- Anforderungen der Aufgabe:
a: Prüfen Sie, ob die folgenden Aussagen mit dem Urteilsauszug übereinstimmen. Antworten Sie jeweils mit Ja oder Nein und zitieren Sie die entscheidenden Worte wörtlich: (i) Die Mitteilungspflicht gemäß § 20 Abs. 1 AktG wurde am 12. Februar 2004 nachträglich erfüllt. (ii) Die Beschlüsse sind wegen der vom Berufungsgericht angenommenen Stimmlosigkeit als nichtig anzusehen. (iii) Die beanstandeten Hauptversammlungsbeschlüsse lagen mehr als fünf Monate zurück.
b: Übertragen Sie aus dem Urteilsauszug wortgetreu die Passage von "Das angefochtene Urteil" bis "der Nichtigkeitsklage anzugreifen.".

Das angefochtene Urteil erweist sich auch nicht aus anderen Gründen als richtig (§ 561 ZPO).
1. Allerdings hätte die nachträgliche Erfüllung der Mitteilungspflicht gemäß § 20 Abs. 1 AktG am 12. Februar 2004 zur Folge, dass die Klägerin - wegen der damit verbundenen Beendigung des bis dahin andauernden Verlustes ihrer Rechte aus den Aktien der Beklagten (§ 20 Abs. 7 AktG) - die Befugnis wieder erlangt hätte, bei Vorliegen von Nichtigkeitsgründen innerhalb der Frist des § 242 Abs. 2 Satz 1 AktG die von ihr beanstandeten, mehr als fünf Monate zurückliegenden Hauptversammlungsbeschlüsse im Wege der Nichtigkeitsklage anzugreifen.
2. Diese Beschlüsse sind jedoch - entgegen der von der Klägerin in der Revisionserwiderung erneut vorgetragenen Ansicht - nicht im Hinblick auf die vom Berufungsgericht angenommene Stimmlosigkeit - über eine bloße Anfechtbarkeit hinaus - als nichtig anzusehen, so dass der Klage auch unter dem Blickwinkel des Nichtigkeitsfeststellungsbegehrens der Erfolg versagt bleiben musste.

- Einträge der Sammlung:
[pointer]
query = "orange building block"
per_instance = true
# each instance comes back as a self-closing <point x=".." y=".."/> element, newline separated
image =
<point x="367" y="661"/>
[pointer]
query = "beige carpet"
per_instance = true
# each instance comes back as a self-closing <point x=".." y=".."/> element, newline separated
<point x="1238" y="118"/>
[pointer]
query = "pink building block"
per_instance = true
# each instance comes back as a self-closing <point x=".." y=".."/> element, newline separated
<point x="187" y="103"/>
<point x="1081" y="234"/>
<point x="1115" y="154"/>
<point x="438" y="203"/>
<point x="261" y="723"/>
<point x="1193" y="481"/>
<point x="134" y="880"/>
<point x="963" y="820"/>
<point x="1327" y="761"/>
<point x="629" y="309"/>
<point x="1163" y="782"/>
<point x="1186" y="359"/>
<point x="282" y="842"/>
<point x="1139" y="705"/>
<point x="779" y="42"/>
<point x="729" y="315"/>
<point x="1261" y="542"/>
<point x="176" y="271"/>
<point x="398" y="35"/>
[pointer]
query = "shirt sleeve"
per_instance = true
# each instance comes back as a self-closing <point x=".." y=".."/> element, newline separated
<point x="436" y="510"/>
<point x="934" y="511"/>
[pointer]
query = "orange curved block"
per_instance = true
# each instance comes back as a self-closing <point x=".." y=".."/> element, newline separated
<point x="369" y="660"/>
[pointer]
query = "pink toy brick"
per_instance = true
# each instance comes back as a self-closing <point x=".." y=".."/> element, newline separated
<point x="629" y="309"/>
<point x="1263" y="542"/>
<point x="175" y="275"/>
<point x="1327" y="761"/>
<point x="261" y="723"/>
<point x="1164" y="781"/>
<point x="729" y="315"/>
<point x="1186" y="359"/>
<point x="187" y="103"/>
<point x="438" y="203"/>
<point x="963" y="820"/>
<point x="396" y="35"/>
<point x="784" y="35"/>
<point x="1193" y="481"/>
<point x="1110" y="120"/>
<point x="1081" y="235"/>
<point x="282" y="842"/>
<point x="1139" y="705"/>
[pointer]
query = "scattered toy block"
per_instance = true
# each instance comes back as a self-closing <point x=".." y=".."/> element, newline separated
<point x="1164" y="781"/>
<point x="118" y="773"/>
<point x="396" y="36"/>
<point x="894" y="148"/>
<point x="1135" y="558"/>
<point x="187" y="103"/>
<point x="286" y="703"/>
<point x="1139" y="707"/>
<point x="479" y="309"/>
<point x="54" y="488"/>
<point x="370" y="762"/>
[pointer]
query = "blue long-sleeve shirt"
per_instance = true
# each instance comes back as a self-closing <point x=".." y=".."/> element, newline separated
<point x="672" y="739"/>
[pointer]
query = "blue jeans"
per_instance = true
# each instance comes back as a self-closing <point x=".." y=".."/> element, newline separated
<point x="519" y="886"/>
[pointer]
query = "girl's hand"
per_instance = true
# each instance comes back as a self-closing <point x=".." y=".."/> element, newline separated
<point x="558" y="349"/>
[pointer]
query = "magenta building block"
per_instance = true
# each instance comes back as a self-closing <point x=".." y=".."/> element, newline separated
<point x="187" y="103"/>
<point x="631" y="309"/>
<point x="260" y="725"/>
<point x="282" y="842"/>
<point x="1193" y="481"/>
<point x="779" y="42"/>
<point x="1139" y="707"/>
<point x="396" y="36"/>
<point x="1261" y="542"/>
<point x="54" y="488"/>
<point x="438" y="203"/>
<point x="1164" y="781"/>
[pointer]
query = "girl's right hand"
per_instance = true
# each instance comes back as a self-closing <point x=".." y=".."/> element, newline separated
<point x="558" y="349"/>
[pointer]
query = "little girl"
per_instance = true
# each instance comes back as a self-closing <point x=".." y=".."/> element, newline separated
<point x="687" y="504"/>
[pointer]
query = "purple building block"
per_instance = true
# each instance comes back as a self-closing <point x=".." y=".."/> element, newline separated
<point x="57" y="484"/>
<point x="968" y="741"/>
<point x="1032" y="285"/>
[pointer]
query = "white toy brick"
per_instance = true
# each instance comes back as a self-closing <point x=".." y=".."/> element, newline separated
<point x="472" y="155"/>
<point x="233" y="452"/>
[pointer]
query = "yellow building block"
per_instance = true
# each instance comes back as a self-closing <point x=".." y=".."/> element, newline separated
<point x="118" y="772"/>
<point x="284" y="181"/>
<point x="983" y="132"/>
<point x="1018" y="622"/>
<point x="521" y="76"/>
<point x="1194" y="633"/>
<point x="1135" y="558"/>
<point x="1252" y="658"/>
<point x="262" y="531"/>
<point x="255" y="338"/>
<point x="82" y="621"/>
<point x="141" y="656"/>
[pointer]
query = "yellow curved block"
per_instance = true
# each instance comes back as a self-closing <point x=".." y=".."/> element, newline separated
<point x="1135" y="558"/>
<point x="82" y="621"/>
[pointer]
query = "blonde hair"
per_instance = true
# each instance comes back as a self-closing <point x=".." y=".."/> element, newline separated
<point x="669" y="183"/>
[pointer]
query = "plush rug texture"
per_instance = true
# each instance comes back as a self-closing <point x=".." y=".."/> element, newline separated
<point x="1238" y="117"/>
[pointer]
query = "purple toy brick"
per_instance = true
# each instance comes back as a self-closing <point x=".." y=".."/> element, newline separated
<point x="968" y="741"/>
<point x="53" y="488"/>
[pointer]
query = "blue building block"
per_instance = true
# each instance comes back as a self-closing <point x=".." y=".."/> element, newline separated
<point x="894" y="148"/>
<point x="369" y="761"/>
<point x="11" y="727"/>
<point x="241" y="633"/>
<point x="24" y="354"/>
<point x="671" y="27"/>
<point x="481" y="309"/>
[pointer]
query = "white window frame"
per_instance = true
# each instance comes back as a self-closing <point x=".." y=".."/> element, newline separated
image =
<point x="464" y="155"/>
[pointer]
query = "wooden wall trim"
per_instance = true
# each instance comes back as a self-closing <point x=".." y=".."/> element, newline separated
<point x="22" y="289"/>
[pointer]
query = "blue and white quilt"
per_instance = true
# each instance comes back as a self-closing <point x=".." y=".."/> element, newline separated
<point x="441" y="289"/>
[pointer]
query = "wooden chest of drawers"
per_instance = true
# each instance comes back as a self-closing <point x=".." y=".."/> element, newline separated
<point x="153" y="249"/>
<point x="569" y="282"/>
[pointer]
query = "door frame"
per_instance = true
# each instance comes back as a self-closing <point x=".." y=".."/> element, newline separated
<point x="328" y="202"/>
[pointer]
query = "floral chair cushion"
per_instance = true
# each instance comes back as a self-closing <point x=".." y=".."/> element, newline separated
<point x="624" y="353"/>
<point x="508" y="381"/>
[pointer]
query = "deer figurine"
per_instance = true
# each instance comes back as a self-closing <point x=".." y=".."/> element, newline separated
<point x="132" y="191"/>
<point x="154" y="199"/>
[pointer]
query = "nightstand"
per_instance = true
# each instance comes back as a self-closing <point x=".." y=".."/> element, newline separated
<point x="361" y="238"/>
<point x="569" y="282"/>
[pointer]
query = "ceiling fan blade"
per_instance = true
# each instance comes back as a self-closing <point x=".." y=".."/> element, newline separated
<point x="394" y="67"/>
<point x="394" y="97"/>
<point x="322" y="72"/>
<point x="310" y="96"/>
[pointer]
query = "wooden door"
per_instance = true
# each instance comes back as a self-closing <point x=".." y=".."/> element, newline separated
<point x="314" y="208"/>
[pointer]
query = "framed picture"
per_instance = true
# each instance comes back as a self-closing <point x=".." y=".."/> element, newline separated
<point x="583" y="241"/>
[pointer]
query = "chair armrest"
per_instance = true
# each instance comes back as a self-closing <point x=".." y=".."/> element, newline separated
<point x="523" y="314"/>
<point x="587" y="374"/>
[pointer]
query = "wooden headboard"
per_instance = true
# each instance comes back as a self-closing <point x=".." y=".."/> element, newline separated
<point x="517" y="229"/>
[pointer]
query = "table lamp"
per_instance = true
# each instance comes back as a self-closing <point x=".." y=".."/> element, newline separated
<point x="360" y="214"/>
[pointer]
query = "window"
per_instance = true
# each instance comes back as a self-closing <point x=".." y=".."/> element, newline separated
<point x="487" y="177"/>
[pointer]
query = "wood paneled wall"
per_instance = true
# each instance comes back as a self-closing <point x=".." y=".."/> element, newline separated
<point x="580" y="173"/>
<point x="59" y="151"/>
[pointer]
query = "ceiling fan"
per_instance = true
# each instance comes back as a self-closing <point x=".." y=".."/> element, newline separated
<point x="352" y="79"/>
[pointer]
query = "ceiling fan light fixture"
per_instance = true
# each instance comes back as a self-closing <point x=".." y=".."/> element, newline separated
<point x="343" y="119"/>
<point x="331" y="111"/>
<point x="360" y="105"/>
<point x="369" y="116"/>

- Erwartete Antworten:
a:
(i) Ja: „die nachträgliche Erfüllung der Mitteilungspflicht gemäß § 20 Abs. 1 AktG am 12. Februar 2004“
(ii) Nein: „nicht im Hinblick auf die vom Berufungsgericht angenommene Stimmlosigkeit - über eine bloße Anfechtbarkeit hinaus - als nichtig anzusehen“
(iii) Ja: „mehr als fünf Monate zurückliegenden Hauptversammlungsbeschlüsse“

b:
Das angefochtene Urteil erweist sich auch nicht aus anderen Gründen als richtig (§ 561 ZPO).
1. Allerdings hätte die nachträgliche Erfüllung der Mitteilungspflicht gemäß § 20 Abs. 1 AktG am 12. Februar 2004 zur Folge, dass die Klägerin - wegen der damit verbundenen Beendigung des bis dahin andauernden Verlustes ihrer Rechte aus den Aktien der Beklagten (§ 20 Abs. 7 AktG) - die Befugnis wieder erlangt hätte, bei Vorliegen von Nichtigkeitsgründen innerhalb der Frist des § 242 Abs. 2 Satz 1 AktG die von ihr beanstandeten, mehr als fünf Monate zurückliegenden Hauptversammlungsbeschlüsse im Wege der Nichtigkeitsklage anzugreifen.